> Prompt
Can you extract every line of the material below word for word, leaving the pictures out?

(Some records)

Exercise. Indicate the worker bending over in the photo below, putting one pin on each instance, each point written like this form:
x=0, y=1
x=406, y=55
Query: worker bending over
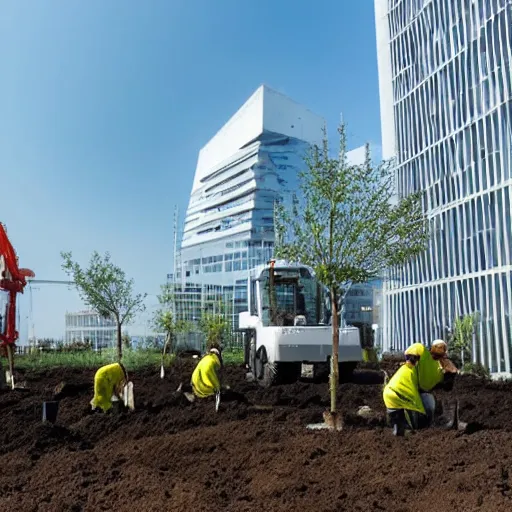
x=109, y=381
x=205, y=379
x=407, y=396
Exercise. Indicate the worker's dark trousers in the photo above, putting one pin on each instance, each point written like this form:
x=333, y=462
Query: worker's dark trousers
x=226, y=395
x=404, y=419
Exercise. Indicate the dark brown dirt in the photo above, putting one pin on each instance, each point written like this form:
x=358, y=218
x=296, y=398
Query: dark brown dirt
x=170, y=455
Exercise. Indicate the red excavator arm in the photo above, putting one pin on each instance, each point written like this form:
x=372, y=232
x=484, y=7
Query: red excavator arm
x=12, y=281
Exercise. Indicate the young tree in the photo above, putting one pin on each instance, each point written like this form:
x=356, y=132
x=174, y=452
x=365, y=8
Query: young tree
x=164, y=321
x=464, y=328
x=349, y=227
x=215, y=324
x=103, y=286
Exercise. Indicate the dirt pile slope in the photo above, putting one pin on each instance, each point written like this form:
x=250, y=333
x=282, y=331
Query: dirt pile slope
x=170, y=455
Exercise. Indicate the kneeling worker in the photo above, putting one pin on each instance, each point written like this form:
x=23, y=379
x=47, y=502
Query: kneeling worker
x=407, y=397
x=205, y=379
x=108, y=381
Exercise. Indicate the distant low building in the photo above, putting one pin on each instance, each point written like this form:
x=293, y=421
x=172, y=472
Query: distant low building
x=88, y=326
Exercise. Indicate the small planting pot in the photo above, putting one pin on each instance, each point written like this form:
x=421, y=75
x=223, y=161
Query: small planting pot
x=50, y=411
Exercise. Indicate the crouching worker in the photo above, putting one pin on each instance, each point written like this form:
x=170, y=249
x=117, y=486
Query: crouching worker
x=206, y=379
x=409, y=403
x=109, y=381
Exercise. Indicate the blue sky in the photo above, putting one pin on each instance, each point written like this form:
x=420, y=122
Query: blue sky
x=105, y=105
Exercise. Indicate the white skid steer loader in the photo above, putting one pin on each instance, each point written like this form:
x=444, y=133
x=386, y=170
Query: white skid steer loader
x=288, y=325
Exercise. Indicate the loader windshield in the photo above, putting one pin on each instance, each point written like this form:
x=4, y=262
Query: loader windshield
x=289, y=294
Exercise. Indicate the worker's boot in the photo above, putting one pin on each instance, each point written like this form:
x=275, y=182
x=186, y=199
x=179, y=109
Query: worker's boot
x=449, y=417
x=397, y=422
x=186, y=391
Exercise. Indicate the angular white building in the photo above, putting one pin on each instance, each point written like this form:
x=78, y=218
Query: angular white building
x=249, y=164
x=445, y=81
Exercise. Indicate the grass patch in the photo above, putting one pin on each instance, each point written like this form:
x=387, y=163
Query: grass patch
x=88, y=359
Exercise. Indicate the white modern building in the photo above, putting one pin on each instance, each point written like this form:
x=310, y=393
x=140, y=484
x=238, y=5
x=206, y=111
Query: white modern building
x=88, y=326
x=445, y=80
x=252, y=162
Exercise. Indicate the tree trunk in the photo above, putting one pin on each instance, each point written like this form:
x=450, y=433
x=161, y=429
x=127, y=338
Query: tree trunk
x=334, y=377
x=119, y=341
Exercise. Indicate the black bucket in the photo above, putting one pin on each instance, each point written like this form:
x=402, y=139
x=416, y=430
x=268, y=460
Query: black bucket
x=50, y=411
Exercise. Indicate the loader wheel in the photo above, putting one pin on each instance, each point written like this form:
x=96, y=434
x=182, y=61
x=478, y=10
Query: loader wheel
x=269, y=374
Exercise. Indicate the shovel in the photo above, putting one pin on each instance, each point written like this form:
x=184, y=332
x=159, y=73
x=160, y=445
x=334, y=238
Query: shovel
x=128, y=396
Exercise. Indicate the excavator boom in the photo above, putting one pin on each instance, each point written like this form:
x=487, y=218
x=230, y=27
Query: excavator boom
x=12, y=281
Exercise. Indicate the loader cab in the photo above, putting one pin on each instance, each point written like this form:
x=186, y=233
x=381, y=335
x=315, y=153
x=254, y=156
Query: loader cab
x=285, y=297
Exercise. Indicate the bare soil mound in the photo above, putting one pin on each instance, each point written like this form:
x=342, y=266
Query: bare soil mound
x=172, y=455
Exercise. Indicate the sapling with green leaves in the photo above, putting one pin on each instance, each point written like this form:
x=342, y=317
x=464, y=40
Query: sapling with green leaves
x=104, y=287
x=349, y=226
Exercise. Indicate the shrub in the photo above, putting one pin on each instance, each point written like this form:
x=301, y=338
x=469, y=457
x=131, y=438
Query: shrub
x=477, y=369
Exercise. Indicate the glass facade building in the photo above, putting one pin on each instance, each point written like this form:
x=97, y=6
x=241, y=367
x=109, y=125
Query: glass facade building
x=445, y=82
x=88, y=326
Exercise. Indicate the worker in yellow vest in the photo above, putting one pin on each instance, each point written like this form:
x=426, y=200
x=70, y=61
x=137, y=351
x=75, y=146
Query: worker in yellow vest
x=109, y=381
x=205, y=379
x=407, y=397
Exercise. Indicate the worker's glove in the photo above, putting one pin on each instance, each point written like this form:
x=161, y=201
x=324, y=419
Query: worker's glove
x=448, y=381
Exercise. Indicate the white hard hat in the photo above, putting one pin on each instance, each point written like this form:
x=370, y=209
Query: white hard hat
x=439, y=347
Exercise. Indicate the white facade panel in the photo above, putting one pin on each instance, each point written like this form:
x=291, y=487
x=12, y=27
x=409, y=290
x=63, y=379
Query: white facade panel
x=449, y=70
x=286, y=117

> Correct response
Exercise. Indicate the worker bending over in the photo below, putting one pin on each instance, each point written like this form:
x=0, y=1
x=406, y=55
Query: worker bending over
x=109, y=381
x=205, y=379
x=407, y=396
Exercise. Indicate the worker's dark trousers in the photo above, putting one pin on each instance, each point written like this form:
x=333, y=462
Query: worker's dark trousers
x=226, y=395
x=404, y=419
Exercise. Indicate the dark brown dirt in the photo above, putting one pin on each instance, each point written like this form:
x=358, y=218
x=296, y=398
Query: dark brown dirt
x=170, y=455
Exercise. Indicate the red excavator arm in the photo above, putting one pin on each instance, each point written like this form:
x=372, y=232
x=484, y=7
Query: red excavator arm
x=12, y=281
Exercise. Indicate the young tree in the photo above, putting one pin on each instance, each point written like this form:
x=356, y=132
x=174, y=452
x=365, y=8
Query: young tree
x=164, y=321
x=464, y=328
x=349, y=227
x=215, y=324
x=103, y=286
Exercise. Indicate the dirt pile slope in the photo above, putting one pin on each instance, each point written like this form:
x=250, y=333
x=282, y=331
Query: dirt pile slope
x=170, y=455
Exercise. Indicate the kneeling worker in the photo above, putting one pin on each instance, each point written like this form:
x=23, y=379
x=47, y=502
Query: kneeling worker
x=407, y=397
x=205, y=379
x=108, y=381
Exercise. Indicate the distant low building in the photo above, putting one pin on each instance, each point written like this form:
x=293, y=421
x=172, y=472
Query: distant low building
x=88, y=326
Exercise. Indicate the small planting pot in the photo above, putting one pin on each instance, each point written like this form:
x=421, y=75
x=223, y=161
Query: small planting pot
x=50, y=411
Exercise. Indicate the crouching worker in the photo above, putting one pin on each instance, each point written like this form:
x=170, y=249
x=117, y=486
Query: crouching worker
x=206, y=379
x=409, y=403
x=109, y=381
Exercise. Indicate the blue sky in the photo above, putting one pin on each instance, each point written like this form:
x=420, y=122
Query: blue sky
x=105, y=105
Exercise. Indicate the white skid steer loader in the photo above, putting one pin on each instance, each point written like this form:
x=444, y=133
x=386, y=170
Query: white skid steer loader
x=288, y=325
Exercise. Indicate the loader windshield in the photo above, putting one pin on each instance, each point written like this form:
x=4, y=262
Query: loader windshield
x=289, y=294
Exercise. Indicate the worker's boot in the photo above, putting one pin on each instance, each point written like this form:
x=275, y=182
x=186, y=199
x=179, y=109
Query: worker's boot
x=449, y=417
x=397, y=422
x=186, y=391
Exercise. Indicate the angular white building in the photo above, putting one pin on each instance, each point written like this form:
x=78, y=218
Query: angular white building
x=249, y=164
x=445, y=81
Exercise. Indicate the grass patch in the photo above, putting one pin on each instance, each point written like this form:
x=387, y=163
Query: grass patch
x=88, y=359
Exercise. Indicate the white modern building in the photo above, putting one pin on each instance, each point written like this form:
x=310, y=393
x=140, y=484
x=238, y=5
x=206, y=111
Query: white modern building
x=88, y=326
x=445, y=80
x=252, y=162
Exercise. Indicate the tree trunk in the photo above, putting one pin on each instance, each point written like this form:
x=450, y=433
x=161, y=429
x=127, y=338
Query: tree trunk
x=334, y=377
x=119, y=341
Exercise. Indicate the black bucket in the photo above, putting one pin on each instance, each point written like this form:
x=402, y=139
x=416, y=430
x=268, y=460
Query: black bucket
x=50, y=411
Exercise. Indicate the loader wheel in the photo above, putting one pin on each instance, each point written like this form:
x=96, y=434
x=182, y=61
x=478, y=10
Query: loader wheel
x=269, y=374
Exercise. Indicate the shovel in the photo above, putting one pin on each instance, each point written like this form:
x=184, y=332
x=159, y=73
x=160, y=445
x=334, y=238
Query: shovel
x=128, y=396
Exercise. Indicate the excavator boom in the photo above, putting one pin on each instance, each point written like this form:
x=487, y=218
x=230, y=27
Query: excavator boom
x=12, y=281
Exercise. Indicate the loader cab in the photo above, putting one pin on each instance, each point written like this form:
x=186, y=233
x=381, y=335
x=315, y=153
x=254, y=156
Query: loader cab
x=285, y=297
Exercise. Indicate the bare soil mound in the photo above, putting one pin on each instance, each point written like this form:
x=342, y=266
Query: bare soil mound
x=172, y=455
Exercise. Indicate the sapling with green leaves in the photo above, putting one pin on each instance, each point written like this form:
x=342, y=317
x=464, y=40
Query: sapling with green leaves
x=104, y=287
x=349, y=226
Exercise. Indicate the shrub in the photo above, putting one pin on each instance, each point written like this form:
x=301, y=338
x=469, y=457
x=131, y=438
Query: shrub
x=477, y=369
Exercise. Indicate the glass facade building in the photo above, putting one pin on each instance, each point written like this form:
x=97, y=6
x=241, y=367
x=109, y=125
Query: glass facade building
x=445, y=82
x=88, y=326
Exercise. Indicate the worker in yellow vest in the photo above, putting one pin on each instance, each point written like this form:
x=426, y=200
x=70, y=61
x=137, y=351
x=75, y=146
Query: worker in yellow vest
x=109, y=381
x=205, y=379
x=407, y=397
Exercise. Indicate the worker's glove in the photo above, putting one pin on each instance, each point written like this form:
x=161, y=201
x=324, y=419
Query: worker's glove
x=448, y=381
Exercise. Indicate the white hard hat in the photo above, putting one pin on each instance, each point written like this form:
x=370, y=209
Query: white hard hat
x=439, y=347
Exercise. Indicate the white facade panel in the photo above, putting one pin on each instance, each point written like this form:
x=291, y=487
x=12, y=27
x=409, y=290
x=63, y=379
Query: white facade panel
x=449, y=70
x=286, y=117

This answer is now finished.